ABOUT THIS TASK
The material below contains a line with "[ ] one point per instance of the wood" and a line with "[ ] one point per instance of the gray". Copy exactly those two lines and all lines between them.

RECORD SET
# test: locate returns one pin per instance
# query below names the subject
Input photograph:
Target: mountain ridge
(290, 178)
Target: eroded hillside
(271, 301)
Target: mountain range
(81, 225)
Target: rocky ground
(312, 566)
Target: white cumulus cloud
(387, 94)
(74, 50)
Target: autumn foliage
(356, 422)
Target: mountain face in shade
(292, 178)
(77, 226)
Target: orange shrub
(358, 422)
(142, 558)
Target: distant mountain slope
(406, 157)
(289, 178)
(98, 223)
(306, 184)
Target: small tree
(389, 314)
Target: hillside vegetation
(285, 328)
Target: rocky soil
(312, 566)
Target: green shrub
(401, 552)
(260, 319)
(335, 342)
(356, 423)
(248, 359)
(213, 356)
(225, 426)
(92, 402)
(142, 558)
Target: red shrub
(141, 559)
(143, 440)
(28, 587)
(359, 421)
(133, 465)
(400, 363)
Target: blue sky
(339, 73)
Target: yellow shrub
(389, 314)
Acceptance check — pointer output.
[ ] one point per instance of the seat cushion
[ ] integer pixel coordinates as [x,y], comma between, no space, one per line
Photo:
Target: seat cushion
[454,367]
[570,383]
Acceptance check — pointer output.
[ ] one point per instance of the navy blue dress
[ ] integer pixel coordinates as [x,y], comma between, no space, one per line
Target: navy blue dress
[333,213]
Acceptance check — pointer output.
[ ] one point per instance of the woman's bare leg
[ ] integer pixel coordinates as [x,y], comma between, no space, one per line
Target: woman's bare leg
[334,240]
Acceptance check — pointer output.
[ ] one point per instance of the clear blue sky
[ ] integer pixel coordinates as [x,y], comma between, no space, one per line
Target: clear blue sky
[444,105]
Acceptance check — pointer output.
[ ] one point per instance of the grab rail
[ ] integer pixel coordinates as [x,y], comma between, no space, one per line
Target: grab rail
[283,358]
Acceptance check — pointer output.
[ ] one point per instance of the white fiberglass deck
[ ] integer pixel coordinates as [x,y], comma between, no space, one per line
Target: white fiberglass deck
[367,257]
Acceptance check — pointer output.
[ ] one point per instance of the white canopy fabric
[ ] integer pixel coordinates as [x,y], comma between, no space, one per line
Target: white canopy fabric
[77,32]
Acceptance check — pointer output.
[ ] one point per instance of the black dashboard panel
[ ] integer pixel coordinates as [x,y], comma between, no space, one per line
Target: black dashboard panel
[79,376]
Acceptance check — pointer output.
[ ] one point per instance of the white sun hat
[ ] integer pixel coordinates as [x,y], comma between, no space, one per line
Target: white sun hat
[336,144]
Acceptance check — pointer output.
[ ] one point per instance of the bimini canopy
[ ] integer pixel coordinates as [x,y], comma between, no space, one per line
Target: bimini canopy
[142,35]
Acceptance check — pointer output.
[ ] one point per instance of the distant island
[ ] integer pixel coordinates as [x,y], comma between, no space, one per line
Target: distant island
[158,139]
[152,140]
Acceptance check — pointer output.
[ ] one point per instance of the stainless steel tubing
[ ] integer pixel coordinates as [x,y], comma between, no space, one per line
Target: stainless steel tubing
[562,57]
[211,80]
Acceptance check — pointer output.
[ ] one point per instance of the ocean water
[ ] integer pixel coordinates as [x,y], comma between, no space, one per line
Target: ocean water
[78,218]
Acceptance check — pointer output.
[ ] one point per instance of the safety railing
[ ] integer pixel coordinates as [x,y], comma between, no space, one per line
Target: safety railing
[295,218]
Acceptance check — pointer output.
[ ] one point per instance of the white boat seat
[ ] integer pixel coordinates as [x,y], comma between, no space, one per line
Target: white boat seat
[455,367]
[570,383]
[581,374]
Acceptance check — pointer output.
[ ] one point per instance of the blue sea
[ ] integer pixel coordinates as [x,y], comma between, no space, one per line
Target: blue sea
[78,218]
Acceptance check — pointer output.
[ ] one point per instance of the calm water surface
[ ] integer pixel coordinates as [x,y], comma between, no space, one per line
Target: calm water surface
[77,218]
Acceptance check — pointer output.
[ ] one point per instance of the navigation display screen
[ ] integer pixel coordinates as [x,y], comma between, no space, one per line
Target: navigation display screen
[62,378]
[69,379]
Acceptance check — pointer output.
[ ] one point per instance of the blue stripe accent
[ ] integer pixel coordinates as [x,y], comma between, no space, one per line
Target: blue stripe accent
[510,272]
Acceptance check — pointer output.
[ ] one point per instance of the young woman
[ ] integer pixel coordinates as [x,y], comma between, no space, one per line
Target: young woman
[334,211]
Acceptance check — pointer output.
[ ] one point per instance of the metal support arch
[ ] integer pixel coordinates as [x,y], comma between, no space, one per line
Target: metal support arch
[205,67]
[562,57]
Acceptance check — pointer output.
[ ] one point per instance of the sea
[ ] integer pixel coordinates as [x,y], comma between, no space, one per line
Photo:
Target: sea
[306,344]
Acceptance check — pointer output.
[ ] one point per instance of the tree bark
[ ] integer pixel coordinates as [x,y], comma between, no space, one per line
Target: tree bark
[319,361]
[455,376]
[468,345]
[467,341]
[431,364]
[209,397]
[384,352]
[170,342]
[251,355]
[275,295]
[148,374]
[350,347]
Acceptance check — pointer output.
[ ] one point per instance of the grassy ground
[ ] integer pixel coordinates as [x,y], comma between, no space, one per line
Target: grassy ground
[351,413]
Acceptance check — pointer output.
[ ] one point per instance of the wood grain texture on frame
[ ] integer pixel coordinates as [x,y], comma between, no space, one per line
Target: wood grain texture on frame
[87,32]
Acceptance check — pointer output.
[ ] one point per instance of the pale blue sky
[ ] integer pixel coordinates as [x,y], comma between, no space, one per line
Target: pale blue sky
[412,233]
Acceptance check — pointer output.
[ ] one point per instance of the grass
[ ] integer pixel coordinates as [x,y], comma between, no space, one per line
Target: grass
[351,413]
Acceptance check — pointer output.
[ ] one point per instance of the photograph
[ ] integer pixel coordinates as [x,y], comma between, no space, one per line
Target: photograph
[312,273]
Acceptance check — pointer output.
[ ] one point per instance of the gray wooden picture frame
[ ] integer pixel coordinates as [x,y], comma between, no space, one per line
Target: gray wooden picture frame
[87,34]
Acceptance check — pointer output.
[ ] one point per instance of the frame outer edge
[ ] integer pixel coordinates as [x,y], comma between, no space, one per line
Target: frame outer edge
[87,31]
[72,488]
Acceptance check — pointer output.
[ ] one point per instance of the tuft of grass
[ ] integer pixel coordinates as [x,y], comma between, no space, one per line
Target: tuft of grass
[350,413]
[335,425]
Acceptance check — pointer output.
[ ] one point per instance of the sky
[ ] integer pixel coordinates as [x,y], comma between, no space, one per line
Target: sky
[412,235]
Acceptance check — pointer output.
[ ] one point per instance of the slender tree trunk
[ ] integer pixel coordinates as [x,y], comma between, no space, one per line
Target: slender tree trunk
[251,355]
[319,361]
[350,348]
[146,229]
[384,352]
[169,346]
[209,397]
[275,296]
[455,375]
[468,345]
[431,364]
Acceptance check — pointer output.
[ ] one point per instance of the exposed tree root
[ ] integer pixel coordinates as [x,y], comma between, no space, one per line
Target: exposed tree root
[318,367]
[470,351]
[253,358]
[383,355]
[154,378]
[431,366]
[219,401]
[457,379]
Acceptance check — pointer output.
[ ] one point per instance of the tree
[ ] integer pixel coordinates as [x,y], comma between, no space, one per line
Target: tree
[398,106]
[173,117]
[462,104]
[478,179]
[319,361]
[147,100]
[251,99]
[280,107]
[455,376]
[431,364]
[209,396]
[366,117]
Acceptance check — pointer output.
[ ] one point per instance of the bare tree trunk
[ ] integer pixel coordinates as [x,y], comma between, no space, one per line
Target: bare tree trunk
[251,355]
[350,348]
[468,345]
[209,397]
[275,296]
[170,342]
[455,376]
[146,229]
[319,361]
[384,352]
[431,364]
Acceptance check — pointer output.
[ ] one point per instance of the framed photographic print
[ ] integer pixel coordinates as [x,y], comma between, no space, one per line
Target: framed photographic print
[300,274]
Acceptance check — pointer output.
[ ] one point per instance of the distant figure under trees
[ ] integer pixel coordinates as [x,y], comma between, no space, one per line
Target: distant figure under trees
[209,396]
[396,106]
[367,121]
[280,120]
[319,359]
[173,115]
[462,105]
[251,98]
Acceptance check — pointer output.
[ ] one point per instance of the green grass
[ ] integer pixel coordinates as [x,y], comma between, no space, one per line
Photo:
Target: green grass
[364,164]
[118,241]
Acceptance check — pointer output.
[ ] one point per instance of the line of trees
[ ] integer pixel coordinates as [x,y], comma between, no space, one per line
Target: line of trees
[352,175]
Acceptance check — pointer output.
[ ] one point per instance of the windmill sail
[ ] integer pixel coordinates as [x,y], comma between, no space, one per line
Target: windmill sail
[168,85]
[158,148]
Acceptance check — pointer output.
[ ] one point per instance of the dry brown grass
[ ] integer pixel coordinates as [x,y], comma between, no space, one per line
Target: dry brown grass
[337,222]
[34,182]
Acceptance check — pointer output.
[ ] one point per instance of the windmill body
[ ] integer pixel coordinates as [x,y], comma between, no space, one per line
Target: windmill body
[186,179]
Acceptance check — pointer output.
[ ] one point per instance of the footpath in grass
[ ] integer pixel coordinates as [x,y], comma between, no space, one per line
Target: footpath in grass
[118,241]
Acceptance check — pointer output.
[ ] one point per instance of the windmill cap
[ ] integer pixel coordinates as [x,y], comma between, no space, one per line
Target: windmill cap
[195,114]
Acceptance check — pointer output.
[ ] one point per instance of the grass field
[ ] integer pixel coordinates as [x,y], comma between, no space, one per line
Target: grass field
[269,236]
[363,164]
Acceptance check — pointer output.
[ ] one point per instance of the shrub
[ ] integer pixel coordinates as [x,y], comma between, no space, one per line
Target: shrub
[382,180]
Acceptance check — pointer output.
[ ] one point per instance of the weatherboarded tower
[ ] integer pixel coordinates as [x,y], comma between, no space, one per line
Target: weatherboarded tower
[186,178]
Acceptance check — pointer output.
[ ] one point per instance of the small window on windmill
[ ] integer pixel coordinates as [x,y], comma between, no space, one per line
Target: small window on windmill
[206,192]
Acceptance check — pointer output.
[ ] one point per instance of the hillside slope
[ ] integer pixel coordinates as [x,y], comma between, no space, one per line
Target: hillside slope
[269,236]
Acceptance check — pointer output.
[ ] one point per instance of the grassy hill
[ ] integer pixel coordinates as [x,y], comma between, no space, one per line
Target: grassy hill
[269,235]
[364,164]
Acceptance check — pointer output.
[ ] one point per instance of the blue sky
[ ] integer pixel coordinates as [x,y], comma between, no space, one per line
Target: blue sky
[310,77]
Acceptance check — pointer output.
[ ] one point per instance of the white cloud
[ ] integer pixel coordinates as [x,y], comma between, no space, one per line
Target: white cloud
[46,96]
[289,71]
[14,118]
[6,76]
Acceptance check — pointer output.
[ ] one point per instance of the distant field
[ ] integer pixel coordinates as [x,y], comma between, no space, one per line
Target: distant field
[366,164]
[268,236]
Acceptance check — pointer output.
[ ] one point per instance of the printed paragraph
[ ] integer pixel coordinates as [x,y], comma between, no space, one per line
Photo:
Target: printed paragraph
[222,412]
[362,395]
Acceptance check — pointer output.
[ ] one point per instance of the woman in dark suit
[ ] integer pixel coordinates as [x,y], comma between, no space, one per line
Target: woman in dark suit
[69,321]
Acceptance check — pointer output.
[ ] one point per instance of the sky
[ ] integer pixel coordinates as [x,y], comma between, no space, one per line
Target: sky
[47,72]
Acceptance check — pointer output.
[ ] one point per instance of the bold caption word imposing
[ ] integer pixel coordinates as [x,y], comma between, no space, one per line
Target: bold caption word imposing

REPLY
[ ] one point per instance of the wood grain texture on frame
[ ] integer pixel coordinates as [x,y], comma between, no space, one per line
Target: wood grain texture on frame
[87,32]
Acceptance check — pointer output.
[ ] one point per instance of the pale blue sky
[ ] integer pixel coordinates as [x,y], comma between, no space, one per line
Target: pale blue sky
[412,233]
Acceptance check — pointer output.
[ ] one point per instance of the grass
[ ] integer pixel coordinates as [x,y], comma between, no space, one per line
Target: grass
[351,413]
Acceptance check — pointer output.
[ ] one point per instance of the photograph
[ ] integer pixel coordinates as [x,y], comma between, no space, one per line
Target: photograph
[312,273]
Acceptance check — pointer output.
[ ] one point per instance of the gray wooden picture frame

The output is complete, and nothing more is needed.